• _PROBLEM STATEMENT_
Make an exact copy of the records that follow, with each picture omitted.

• _SOURCE MATERIAL_
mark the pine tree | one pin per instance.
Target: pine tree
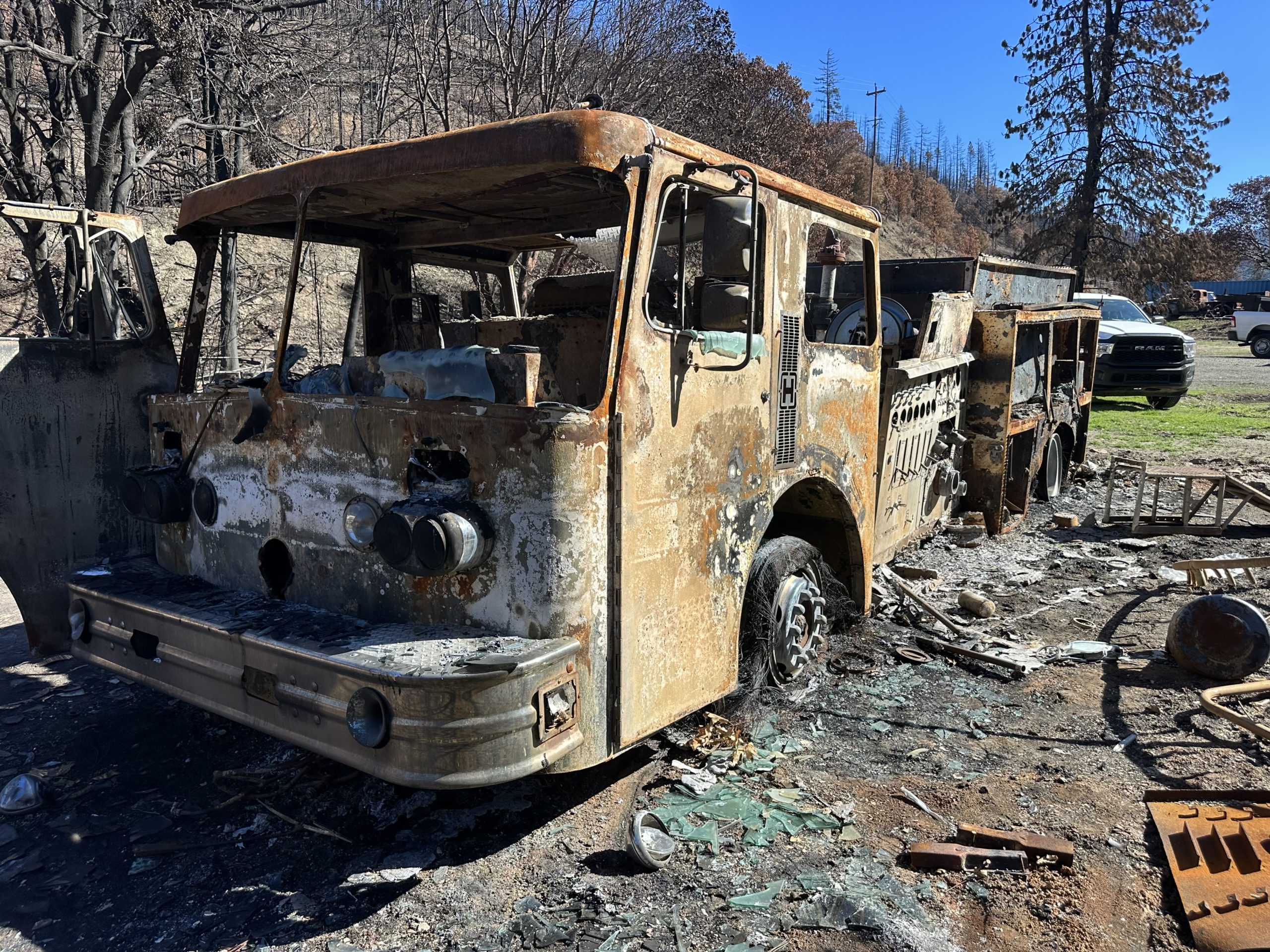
(827, 87)
(899, 136)
(1115, 123)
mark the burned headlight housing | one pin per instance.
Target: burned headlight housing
(434, 537)
(361, 515)
(158, 494)
(79, 621)
(205, 502)
(369, 717)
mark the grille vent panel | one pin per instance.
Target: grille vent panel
(786, 389)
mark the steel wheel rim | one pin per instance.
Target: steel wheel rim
(798, 626)
(1053, 468)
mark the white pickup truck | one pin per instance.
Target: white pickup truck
(1251, 329)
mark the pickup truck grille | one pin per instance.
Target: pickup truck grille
(1148, 350)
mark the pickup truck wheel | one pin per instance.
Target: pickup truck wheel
(784, 624)
(1053, 468)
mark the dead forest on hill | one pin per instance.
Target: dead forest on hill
(130, 105)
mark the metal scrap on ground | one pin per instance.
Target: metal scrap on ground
(1218, 849)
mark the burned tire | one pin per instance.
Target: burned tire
(1053, 469)
(784, 624)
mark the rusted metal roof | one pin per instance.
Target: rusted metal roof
(420, 178)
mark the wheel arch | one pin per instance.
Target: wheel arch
(818, 512)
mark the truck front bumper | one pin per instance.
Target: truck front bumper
(1136, 380)
(421, 706)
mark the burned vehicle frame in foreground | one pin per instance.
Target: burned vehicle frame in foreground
(553, 508)
(516, 541)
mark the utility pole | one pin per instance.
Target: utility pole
(873, 153)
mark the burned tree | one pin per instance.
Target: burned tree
(1115, 125)
(1242, 220)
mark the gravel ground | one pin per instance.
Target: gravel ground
(1228, 366)
(175, 829)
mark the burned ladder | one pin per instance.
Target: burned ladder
(1230, 497)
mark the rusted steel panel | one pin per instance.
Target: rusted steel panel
(426, 172)
(1032, 379)
(699, 483)
(992, 281)
(71, 423)
(1001, 281)
(1219, 858)
(1034, 844)
(538, 474)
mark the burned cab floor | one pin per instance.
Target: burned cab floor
(173, 828)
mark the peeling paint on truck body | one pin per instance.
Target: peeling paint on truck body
(623, 525)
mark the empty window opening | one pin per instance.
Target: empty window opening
(276, 567)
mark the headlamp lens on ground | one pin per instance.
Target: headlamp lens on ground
(360, 518)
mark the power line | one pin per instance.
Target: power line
(873, 158)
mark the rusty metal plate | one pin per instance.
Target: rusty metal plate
(955, 856)
(1219, 857)
(1034, 844)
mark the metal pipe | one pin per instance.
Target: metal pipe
(293, 280)
(1208, 701)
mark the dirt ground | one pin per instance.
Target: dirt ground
(171, 828)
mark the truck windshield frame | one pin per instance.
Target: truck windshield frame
(509, 264)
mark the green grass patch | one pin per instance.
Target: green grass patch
(1201, 419)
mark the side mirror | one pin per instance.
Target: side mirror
(726, 263)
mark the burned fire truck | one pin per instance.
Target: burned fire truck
(525, 536)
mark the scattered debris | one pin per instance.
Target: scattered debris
(906, 653)
(1213, 855)
(1208, 701)
(915, 573)
(759, 900)
(22, 795)
(908, 591)
(1087, 651)
(921, 805)
(694, 778)
(1219, 636)
(977, 603)
(948, 648)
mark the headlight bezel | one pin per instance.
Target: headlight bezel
(365, 541)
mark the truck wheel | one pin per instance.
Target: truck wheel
(783, 624)
(1053, 468)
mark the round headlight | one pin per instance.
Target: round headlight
(205, 500)
(78, 617)
(369, 716)
(360, 518)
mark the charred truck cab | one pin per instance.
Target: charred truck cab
(593, 429)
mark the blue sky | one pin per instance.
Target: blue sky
(943, 60)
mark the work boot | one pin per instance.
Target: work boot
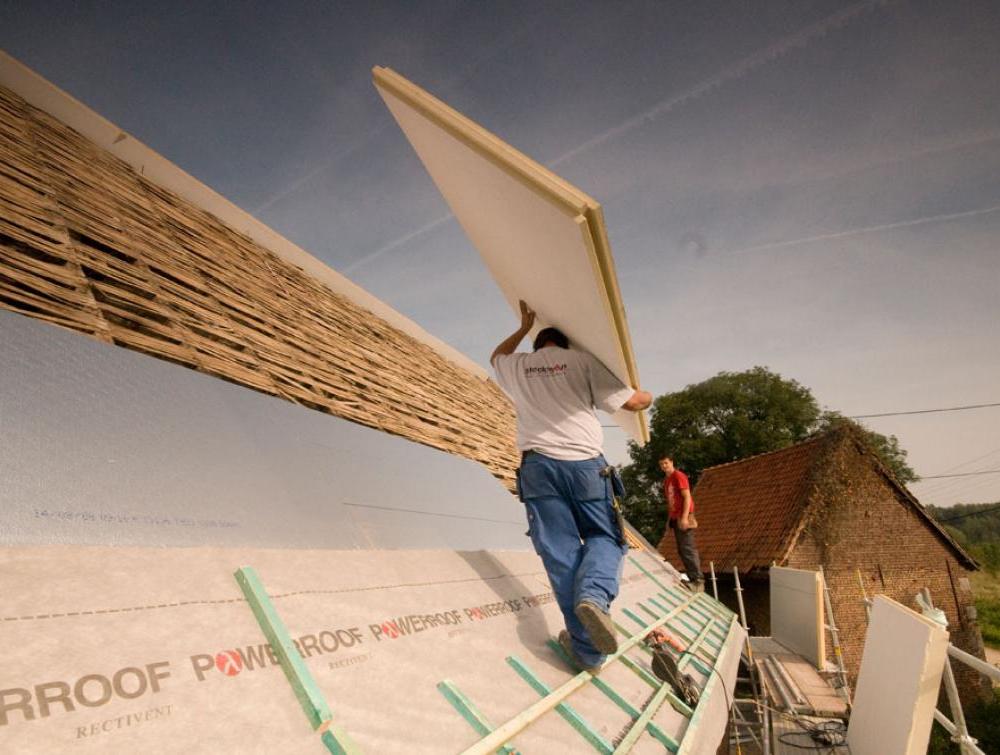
(598, 624)
(567, 645)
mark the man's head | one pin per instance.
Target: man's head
(550, 337)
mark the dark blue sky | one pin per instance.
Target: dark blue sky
(812, 186)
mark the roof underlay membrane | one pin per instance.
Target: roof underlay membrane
(402, 572)
(131, 490)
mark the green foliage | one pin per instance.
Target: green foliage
(728, 417)
(983, 723)
(988, 615)
(975, 525)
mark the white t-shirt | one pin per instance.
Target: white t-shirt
(555, 391)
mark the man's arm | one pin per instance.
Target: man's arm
(510, 343)
(638, 401)
(683, 522)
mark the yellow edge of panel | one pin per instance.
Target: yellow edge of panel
(612, 304)
(606, 265)
(566, 196)
(820, 622)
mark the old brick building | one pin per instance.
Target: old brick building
(830, 502)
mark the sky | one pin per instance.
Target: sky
(811, 186)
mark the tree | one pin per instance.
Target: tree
(728, 417)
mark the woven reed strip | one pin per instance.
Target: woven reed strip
(20, 141)
(168, 279)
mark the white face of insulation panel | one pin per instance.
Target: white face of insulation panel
(536, 249)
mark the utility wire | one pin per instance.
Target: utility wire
(970, 513)
(961, 474)
(924, 411)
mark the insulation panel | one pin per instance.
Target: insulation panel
(543, 240)
(899, 682)
(797, 612)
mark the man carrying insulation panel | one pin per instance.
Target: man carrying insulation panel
(564, 480)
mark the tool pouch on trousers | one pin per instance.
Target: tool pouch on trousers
(617, 494)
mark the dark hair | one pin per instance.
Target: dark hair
(550, 335)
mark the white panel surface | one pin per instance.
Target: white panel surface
(101, 445)
(542, 240)
(898, 683)
(797, 612)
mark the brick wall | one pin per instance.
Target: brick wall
(859, 522)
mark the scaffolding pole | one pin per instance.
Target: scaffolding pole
(838, 653)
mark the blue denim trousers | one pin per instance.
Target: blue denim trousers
(573, 528)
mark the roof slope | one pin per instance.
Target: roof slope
(750, 512)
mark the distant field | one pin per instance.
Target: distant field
(986, 588)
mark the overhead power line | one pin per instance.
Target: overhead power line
(962, 474)
(970, 513)
(925, 411)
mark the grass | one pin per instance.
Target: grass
(986, 588)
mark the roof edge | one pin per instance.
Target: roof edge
(912, 500)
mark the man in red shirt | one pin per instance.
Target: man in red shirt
(680, 512)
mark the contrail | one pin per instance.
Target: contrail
(866, 229)
(322, 167)
(458, 78)
(777, 50)
(397, 243)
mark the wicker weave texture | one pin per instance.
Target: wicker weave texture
(89, 244)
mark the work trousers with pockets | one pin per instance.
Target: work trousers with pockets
(688, 551)
(573, 528)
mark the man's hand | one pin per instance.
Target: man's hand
(510, 343)
(527, 316)
(638, 401)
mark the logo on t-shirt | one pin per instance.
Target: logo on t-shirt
(556, 369)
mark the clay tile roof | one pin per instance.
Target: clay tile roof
(748, 510)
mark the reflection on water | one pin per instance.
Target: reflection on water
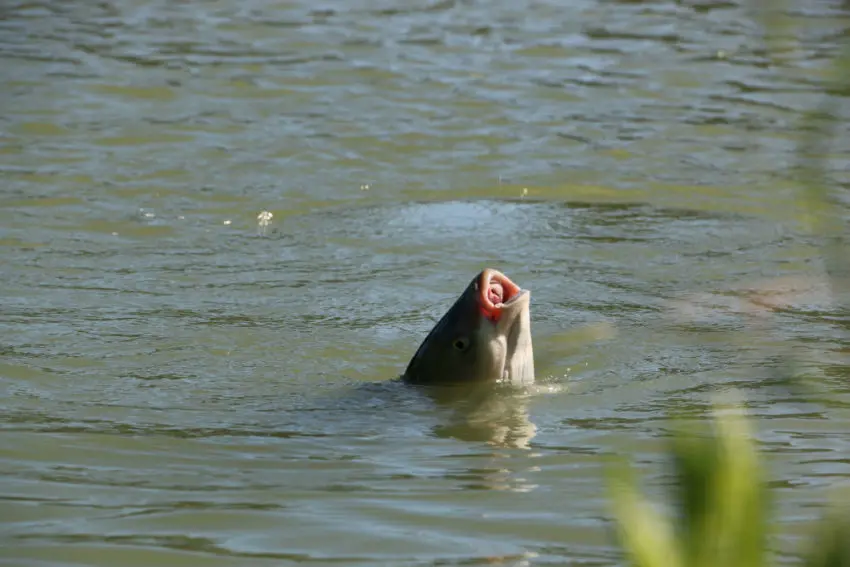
(182, 382)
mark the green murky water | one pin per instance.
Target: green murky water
(181, 386)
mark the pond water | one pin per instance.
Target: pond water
(181, 385)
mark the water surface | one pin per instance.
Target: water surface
(181, 385)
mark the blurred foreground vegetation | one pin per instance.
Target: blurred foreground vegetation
(720, 504)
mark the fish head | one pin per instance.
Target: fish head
(484, 337)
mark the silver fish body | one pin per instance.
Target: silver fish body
(484, 337)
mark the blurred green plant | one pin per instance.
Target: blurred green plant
(720, 505)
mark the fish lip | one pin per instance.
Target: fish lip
(514, 293)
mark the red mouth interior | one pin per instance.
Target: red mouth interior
(496, 289)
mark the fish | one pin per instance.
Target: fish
(484, 337)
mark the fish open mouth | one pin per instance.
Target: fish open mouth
(496, 292)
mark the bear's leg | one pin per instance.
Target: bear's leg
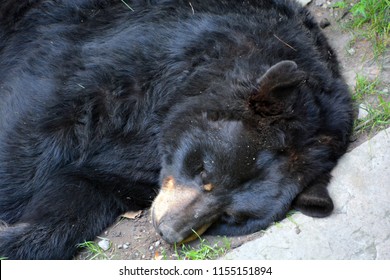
(66, 212)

• _THE ANSWER_
mark the pine tree | one pin per instance.
Target: pine tree
(827, 87)
(899, 136)
(1115, 123)
mark the burned headlight housing | one pin per instance.
Target: burned headlight housing
(434, 537)
(361, 515)
(158, 494)
(79, 621)
(205, 502)
(369, 717)
mark the grille vent panel | one pin per instance.
Target: grille vent panel
(786, 389)
mark the steel wheel rim | one pin per instance.
Target: steel wheel rim
(798, 626)
(1053, 468)
mark the white pickup truck | one pin per instance.
Target: white pickup truck
(1251, 329)
mark the pickup truck grille | one pin per instance.
Target: pickup truck grille
(1148, 350)
mark the pickup truck wheel | one pin per instance.
Target: pickup truck wheel
(784, 624)
(1053, 468)
mark the dead forest on hill | one pin per instance.
Target: dead forest on hill
(130, 105)
mark the metal scrap on ground | one pin per instance.
Target: metal scrap on ground
(1218, 849)
mark the burned tire | one pin per instance.
Target: burned tire
(1053, 469)
(784, 624)
mark the rusted metal roof | one pin per instance.
Target: rusted metal roof
(420, 178)
mark the wheel arch | one pin per instance.
Target: wheel arch
(818, 512)
mark the truck front bumper | one pin per instance.
Target: truck front bumper
(1136, 380)
(421, 706)
mark the burned vehicle frame in foreground | one pin per instance.
Target: burned vehicle frame in foreground
(553, 508)
(516, 541)
mark the utility pole | one pin per instance.
Target: utility pole
(873, 153)
mark the burned tree | one pin per instance.
Target: burned tree
(1115, 125)
(1242, 220)
mark the gravel ground | one pin per instance.
Target: gravel ground
(1228, 366)
(175, 829)
mark the burned ladder | one pin per instance.
Target: burned ladder
(1230, 497)
mark the rusted steel panel | one pin per instance.
Target: rusted steel panel
(426, 172)
(1032, 379)
(699, 483)
(992, 281)
(71, 423)
(1001, 281)
(1219, 858)
(1034, 844)
(538, 474)
mark the burned cab floor | one pin per instance.
Target: burned cab floor
(173, 828)
mark the peeling paint on truck body | one pin per instance.
Target: peeling paint on truck body
(623, 525)
mark the empty window opening | one pin per instance.
Target: empty window opening
(276, 567)
mark the headlamp lens on ground | one pin per instance.
Target: headlamp lens on ground
(360, 518)
mark the power line | one pin per instance.
Target: power line
(873, 158)
mark the rusty metal plate | one pin per instance.
Target: rusty metal plate
(955, 856)
(1219, 857)
(1034, 844)
mark the metal pipe | one pin per instance.
Target: metal pipe
(293, 280)
(1208, 701)
mark the dirt ground | one pin per instance.
Target: dirt ground
(171, 828)
mark the truck windshield frame | one pin per instance.
Target: truck windshield frame
(509, 264)
mark the green grass patch | one pin per instance.
Target: green grass patch
(1201, 419)
mark the side mirror | one pin per instance.
Target: side mirror
(726, 263)
mark the burned fire truck | one pin per instance.
Target: burned fire truck
(525, 536)
mark the scattered debris | one pin per instance.
Target: scattered debris
(906, 653)
(1213, 855)
(1208, 701)
(915, 573)
(759, 900)
(22, 795)
(908, 591)
(1087, 651)
(921, 805)
(694, 778)
(1219, 636)
(977, 603)
(948, 648)
mark the headlight bezel | one pin per instance.
Target: headlight bezel
(365, 541)
mark the truck wheel | one pin per instance.
Target: truck wheel
(783, 624)
(1053, 468)
mark the round headlight | one pin per instance.
Target: round headlight
(205, 500)
(78, 617)
(369, 716)
(360, 518)
mark the charred truck cab | one pin per instance.
Target: charred truck cab
(593, 429)
mark the blue sky | one pin per instance.
Target: blue sky
(943, 60)
mark the work boot | one pin per instance.
Target: work boot
(598, 624)
(567, 645)
mark the man's head | one pin per instance.
Target: man's head
(550, 337)
mark the dark blue sky | one pin per instance.
Target: dark blue sky
(812, 186)
mark the roof underlay membrane | one pin per instance.
Target: roof underlay membrane
(402, 572)
(131, 490)
mark the green foliage | one pin per instance.
Target: green foliage
(728, 417)
(983, 723)
(988, 615)
(975, 525)
mark the white t-shirt | one pin per instance.
Target: white t-shirt
(555, 391)
mark the man's arm | one pin per instance.
Target: man's arm
(510, 343)
(638, 401)
(683, 522)
mark the yellow edge of panel | one pin per instance.
Target: yellow edge of panel
(612, 304)
(606, 265)
(566, 196)
(820, 622)
mark the old brick building | one pin per instance.
Target: old brick building
(830, 502)
mark the sky | one pin per instance.
Target: sky
(811, 186)
mark the tree | one pin per instance.
Target: tree
(728, 417)
mark the woven reed strip | one pin per instance.
Target: woven reed strip
(20, 141)
(168, 279)
mark the white face of insulation panel | one pin per instance.
Target: white face of insulation panel
(536, 249)
mark the utility wire | one pin per instance.
Target: utility wire
(970, 513)
(961, 474)
(924, 411)
mark the insulation panel | one pin per instance.
Target: insulation panel
(543, 240)
(899, 682)
(797, 612)
mark the man carrying insulation panel | one pin per instance.
Target: man carrying insulation panel
(564, 480)
mark the tool pouch on trousers | one pin per instance.
Target: tool pouch on trousers
(617, 494)
mark the dark hair | one pin per instance.
Target: dark hair
(550, 335)
mark the white panel surface | one pin per instance.
Target: white panel surface
(101, 445)
(542, 240)
(898, 683)
(797, 612)
mark the brick wall | one pin per instance.
Target: brick wall
(859, 522)
mark the scaffolding pole | one pin per instance.
Target: scaffolding pole
(838, 653)
mark the blue denim trousers | one pin per instance.
Target: blue denim trousers
(573, 528)
mark the roof slope | one pin per instance.
Target: roof slope
(750, 512)
mark the distant field | one pin per instance.
Target: distant field
(986, 588)
mark the overhead power line | one pin per instance.
Target: overhead power line
(962, 474)
(970, 513)
(925, 411)
mark the grass | one pin per instance.
Target: grass
(986, 588)
mark the roof edge | one pin per instance.
Target: roof edge
(912, 500)
mark the man in red shirt | one pin per instance.
Target: man in red shirt
(680, 512)
mark the contrail | one pin per instance.
Target: contrail
(866, 229)
(322, 167)
(458, 78)
(777, 50)
(397, 243)
mark the wicker weave texture | one pin per instance.
Target: wicker weave texture
(89, 244)
mark the work trousers with pockets | one pin per instance.
Target: work trousers with pockets
(688, 551)
(573, 528)
mark the man's hand | one pin per instance.
Target: man's hand
(510, 343)
(527, 316)
(638, 401)
mark the logo on t-shirt | one pin per instance.
Target: logo on t-shirt
(556, 369)
mark the clay tile roof | one pin per instance.
Target: clay tile roof
(748, 510)
mark the reflection on water | one pin per instance.
Target: reflection on water
(182, 382)
mark the green murky water | one pin per instance.
Target: green murky water
(181, 386)
mark the pond water | one pin per instance.
Target: pond water
(181, 385)
mark the water surface | one pin per instance.
Target: water surface
(181, 385)
mark the blurred foreground vegetation | one pin per instance.
Target: blurred foreground vegetation
(720, 504)
mark the fish head | one pin per instance.
Target: fish head
(484, 337)
mark the silver fish body | one pin per instance.
Target: silver fish body
(484, 337)
mark the blurred green plant | one pin per instance.
Target: blurred green plant
(720, 505)
mark the fish lip | one pin per instance.
Target: fish lip
(514, 293)
mark the red mouth interior | one pin per instance.
Target: red mouth interior
(496, 289)
mark the fish | one pin per instance.
Target: fish
(484, 337)
mark the fish open mouth | one pin per instance.
Target: fish open mouth
(496, 292)
mark the bear's leg | one pin per instance.
Target: bear's leg
(66, 212)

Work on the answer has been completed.